■ EXERCISE DIRECTIONS:
Repeat word for word the portion of the passage below on Minnesota's coronavirus response, starting at "Minnesota Department of" and ending at "the JBS plant.".

Regarding the JBS Worthington plant closure, Department of Agriculture Commissioner Thom Petersen said Monday, “We have enough pigs to meet our demand right now” but closures are “gonna make things very challenging.”
Petersen reminded his audience that there is no evidence of food or food packaging transmitting the coronavirus.
“We want to make sure Minnesotans have a safe, affordable and accessible food supply,” Petersen said.
Walz invited Ecolab CEO Doug Baker to join him on Monday, saying, “Our private sector expertise is second to none and they’re willing to help” with coronavirus response.
Baker told reporters he sent out a letter on Friday, and by Monday they had about 10 people volunteering for the work group to help procure necessary medical supplies for Minnesota.
These private partners, from Ecolab to Target to Toro, are helping with procurement of personal protective equipment. Baker said they are using their global supply chain connections to assist the state.
Minnesota Department of Administration Commissioner Alice Roberts-Davis said these private companies are helping her department by vetting procurement leads. In fact, recently, she said 3M was able to quickly identify a vendor that was counterfeiting masks and attempting to sell them to the state.
Walz said business leaders in Minnesota are beginning to talk about whether the COVID-19 pandemic will represent a “generational shift” in how customers approach retail.
“Their long-range vision is vaccine,” he said.
Walz addressed questions about an extension of his Stay at Home order, which is currently scheduled to end May 4, saying that his team is thinking both short and long-term.
“It makes no difference whether you have a Stay at Home order or not, if people are getting infected and not able to come into work,” he said, again referencing the JBS plant.
On antibody testing, which Walz has touted as a possible way to get people back to work, the governor said the drawbacks need to be taken into account with the great potential promise.
But he said sheltering in place for 18 months, until there is a vaccine, is not practical.
“It’s not sustainable economically, it’s not sustainable health-wise, and it’s not sustainable psychologically,” he said.
Walz said he’s not “super optimistic” about sports starting up again anytime soon, because of the close contact involved.

■ DATASET:
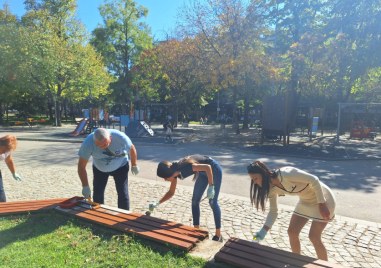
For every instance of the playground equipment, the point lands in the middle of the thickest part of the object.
(80, 129)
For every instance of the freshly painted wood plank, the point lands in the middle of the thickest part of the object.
(244, 253)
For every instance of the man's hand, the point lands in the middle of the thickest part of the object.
(324, 211)
(86, 192)
(16, 176)
(260, 235)
(153, 205)
(135, 170)
(210, 193)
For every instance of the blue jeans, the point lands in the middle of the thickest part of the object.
(198, 190)
(121, 183)
(2, 192)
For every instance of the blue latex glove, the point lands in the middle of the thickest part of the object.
(260, 235)
(16, 176)
(153, 205)
(86, 192)
(210, 193)
(135, 170)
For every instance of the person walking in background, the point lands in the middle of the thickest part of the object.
(207, 173)
(8, 144)
(316, 202)
(168, 131)
(111, 151)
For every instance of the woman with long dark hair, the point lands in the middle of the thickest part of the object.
(207, 173)
(316, 202)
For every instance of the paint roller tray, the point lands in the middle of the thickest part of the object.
(71, 202)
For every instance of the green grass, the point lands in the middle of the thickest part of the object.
(54, 240)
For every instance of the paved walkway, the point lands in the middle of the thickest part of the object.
(350, 242)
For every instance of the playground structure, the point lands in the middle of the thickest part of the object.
(363, 120)
(277, 117)
(100, 118)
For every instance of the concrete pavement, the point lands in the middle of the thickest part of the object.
(350, 242)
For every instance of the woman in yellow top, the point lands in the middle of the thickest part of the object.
(8, 144)
(316, 202)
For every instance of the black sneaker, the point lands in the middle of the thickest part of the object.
(217, 238)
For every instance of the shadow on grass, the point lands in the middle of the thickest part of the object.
(28, 226)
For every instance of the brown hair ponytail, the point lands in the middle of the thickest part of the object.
(259, 194)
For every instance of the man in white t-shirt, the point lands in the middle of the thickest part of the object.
(111, 151)
(8, 144)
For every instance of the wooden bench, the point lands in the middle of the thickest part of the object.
(162, 231)
(17, 207)
(242, 253)
(170, 233)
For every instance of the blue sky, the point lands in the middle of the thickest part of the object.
(161, 16)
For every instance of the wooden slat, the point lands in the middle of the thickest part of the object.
(280, 253)
(151, 223)
(7, 208)
(243, 253)
(132, 223)
(175, 234)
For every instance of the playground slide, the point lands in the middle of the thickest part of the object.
(80, 128)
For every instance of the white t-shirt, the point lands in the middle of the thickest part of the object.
(4, 155)
(110, 159)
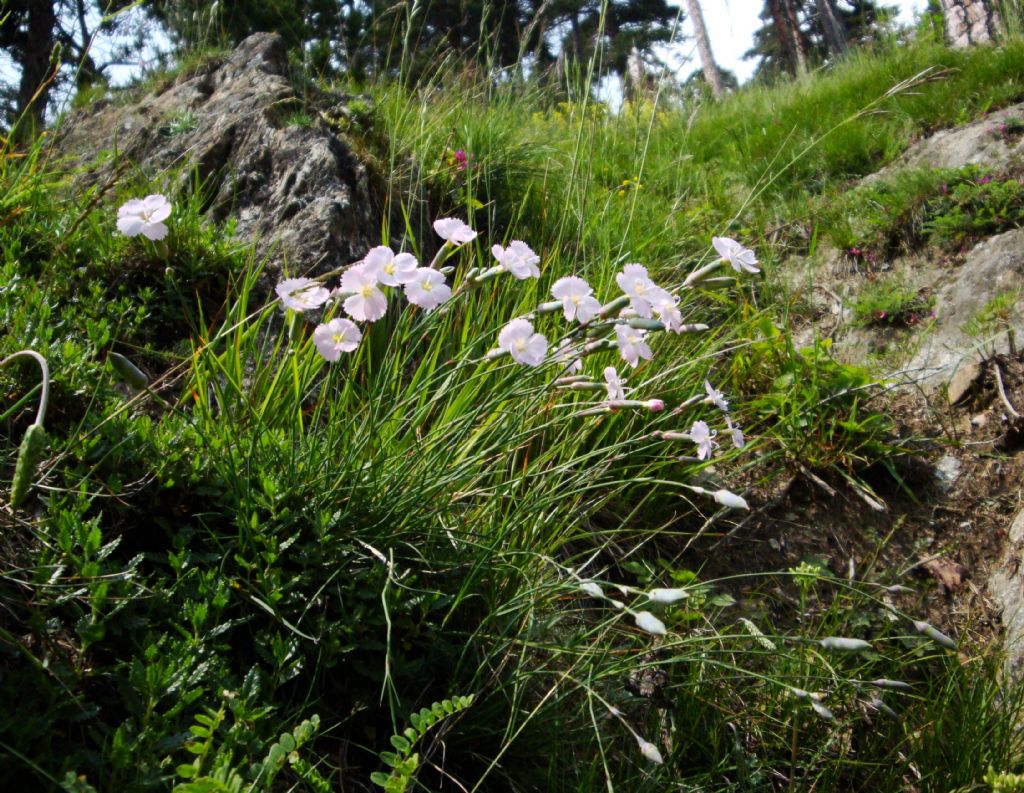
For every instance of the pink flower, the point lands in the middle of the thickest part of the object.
(577, 297)
(635, 283)
(517, 338)
(335, 337)
(391, 269)
(301, 294)
(615, 385)
(704, 437)
(518, 259)
(632, 345)
(428, 289)
(716, 397)
(144, 216)
(455, 231)
(741, 259)
(366, 302)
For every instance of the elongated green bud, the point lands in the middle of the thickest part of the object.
(843, 644)
(128, 372)
(28, 457)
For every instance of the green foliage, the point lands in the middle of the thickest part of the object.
(217, 770)
(815, 407)
(404, 761)
(1004, 782)
(947, 208)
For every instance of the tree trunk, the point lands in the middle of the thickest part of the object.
(786, 45)
(834, 30)
(799, 45)
(970, 22)
(34, 89)
(712, 73)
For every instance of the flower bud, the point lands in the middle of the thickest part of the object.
(822, 711)
(935, 634)
(667, 595)
(648, 622)
(731, 500)
(839, 643)
(885, 682)
(649, 751)
(28, 457)
(128, 372)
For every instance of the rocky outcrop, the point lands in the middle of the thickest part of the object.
(292, 184)
(970, 22)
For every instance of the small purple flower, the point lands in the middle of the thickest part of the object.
(144, 216)
(705, 439)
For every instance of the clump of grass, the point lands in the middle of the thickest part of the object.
(279, 554)
(892, 302)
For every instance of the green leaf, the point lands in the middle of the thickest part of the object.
(186, 771)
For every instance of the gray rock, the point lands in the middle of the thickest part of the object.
(947, 470)
(993, 266)
(297, 191)
(1007, 588)
(971, 143)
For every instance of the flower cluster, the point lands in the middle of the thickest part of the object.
(361, 291)
(625, 323)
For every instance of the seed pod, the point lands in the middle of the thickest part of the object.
(648, 622)
(667, 595)
(885, 682)
(935, 634)
(28, 457)
(844, 644)
(731, 500)
(128, 372)
(879, 706)
(822, 711)
(649, 751)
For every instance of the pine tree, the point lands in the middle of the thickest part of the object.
(712, 73)
(40, 36)
(970, 22)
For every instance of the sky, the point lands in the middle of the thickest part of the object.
(731, 25)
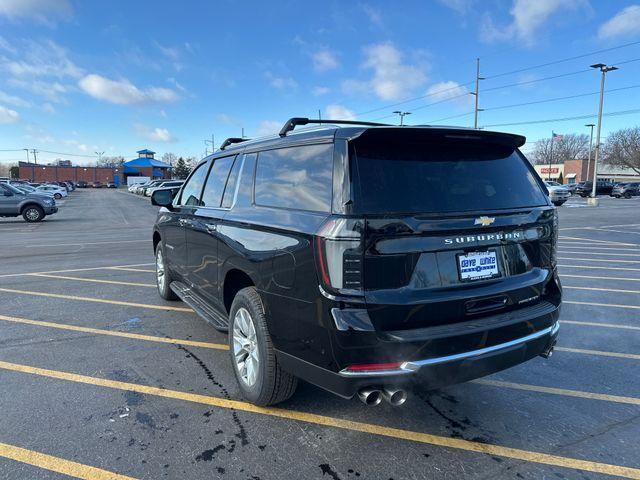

■ TASK RESULT:
Minnesota Department of Administration Commissioner Alice Roberts-Davis said these private companies are helping her department by vetting procurement leads. In fact, recently, she said 3M was able to quickly identify a vendor that was counterfeiting masks and attempting to sell them to the state.
Walz said business leaders in Minnesota are beginning to talk about whether the COVID-19 pandemic will represent a “generational shift” in how customers approach retail.
“Their long-range vision is vaccine,” he said.
Walz addressed questions about an extension of his Stay at Home order, which is currently scheduled to end May 4, saying that his team is thinking both short and long-term.
“It makes no difference whether you have a Stay at Home order or not, if people are getting infected and not able to come into work,” he said, again referencing the JBS plant.